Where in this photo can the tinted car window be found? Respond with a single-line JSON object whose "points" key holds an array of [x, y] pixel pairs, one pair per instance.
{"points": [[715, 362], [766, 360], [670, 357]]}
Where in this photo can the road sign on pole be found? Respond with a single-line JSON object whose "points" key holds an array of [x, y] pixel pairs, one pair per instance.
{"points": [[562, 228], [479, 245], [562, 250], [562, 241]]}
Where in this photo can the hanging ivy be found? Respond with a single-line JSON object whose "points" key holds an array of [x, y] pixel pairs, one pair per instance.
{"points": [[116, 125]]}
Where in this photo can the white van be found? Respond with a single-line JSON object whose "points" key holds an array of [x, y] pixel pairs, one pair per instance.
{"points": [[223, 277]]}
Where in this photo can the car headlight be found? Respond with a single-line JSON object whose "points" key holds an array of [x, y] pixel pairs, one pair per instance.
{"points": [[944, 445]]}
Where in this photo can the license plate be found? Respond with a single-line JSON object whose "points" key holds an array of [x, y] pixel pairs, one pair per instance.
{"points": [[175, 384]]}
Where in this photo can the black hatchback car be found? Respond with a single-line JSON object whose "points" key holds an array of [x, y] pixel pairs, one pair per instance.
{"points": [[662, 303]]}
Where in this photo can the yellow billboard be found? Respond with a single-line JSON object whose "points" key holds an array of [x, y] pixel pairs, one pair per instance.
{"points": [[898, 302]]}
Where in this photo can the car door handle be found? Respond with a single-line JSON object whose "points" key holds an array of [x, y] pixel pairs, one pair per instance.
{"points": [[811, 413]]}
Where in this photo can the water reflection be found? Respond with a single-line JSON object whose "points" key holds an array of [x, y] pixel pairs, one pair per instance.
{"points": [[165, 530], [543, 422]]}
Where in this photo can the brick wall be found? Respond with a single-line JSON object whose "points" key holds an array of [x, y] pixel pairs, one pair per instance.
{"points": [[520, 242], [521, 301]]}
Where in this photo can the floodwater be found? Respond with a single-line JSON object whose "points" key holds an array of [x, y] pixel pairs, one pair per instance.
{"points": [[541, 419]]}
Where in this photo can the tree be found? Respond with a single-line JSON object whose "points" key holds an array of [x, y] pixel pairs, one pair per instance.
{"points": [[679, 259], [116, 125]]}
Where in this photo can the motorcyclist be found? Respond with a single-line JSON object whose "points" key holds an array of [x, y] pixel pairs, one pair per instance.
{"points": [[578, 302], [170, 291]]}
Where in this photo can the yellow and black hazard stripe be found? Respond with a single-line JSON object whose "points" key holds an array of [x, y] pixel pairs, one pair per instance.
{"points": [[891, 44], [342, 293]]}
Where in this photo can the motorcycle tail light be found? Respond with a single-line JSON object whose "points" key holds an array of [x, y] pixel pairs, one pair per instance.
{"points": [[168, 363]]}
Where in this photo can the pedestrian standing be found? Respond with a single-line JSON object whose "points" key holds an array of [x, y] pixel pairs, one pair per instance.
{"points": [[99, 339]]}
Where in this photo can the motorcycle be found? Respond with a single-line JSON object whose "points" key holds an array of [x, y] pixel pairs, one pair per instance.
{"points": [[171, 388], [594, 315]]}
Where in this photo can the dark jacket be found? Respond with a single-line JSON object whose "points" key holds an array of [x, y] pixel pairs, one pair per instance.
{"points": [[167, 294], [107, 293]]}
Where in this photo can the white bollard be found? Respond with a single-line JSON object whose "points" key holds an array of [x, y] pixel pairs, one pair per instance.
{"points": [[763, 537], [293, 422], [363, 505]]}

Work to be completed: Rewrite the material from the line containing "Where in this photo can the motorcycle be" through the end, keeping each request, and raise every x and y coordinate in the answers by 65.

Full output:
Where in this photo can the motorcycle be found? Respond with a single-line JSON object whose "points" key holds an array of [x, y] pixel pairs, one pair per instance.
{"points": [[236, 453], [659, 380]]}
Where in this photo can the dark jacket be found? Respond with a single-line JSON object whose "points" key holds an array of [x, y] pixel pairs, one pair per instance.
{"points": [[232, 359], [172, 358]]}
Where in this photo can the white bollard be found? Respond with a single-line JSON object whose "points" key holds an array of [x, y] pixel pairs, one pair per instance.
{"points": [[828, 602], [358, 487], [428, 570]]}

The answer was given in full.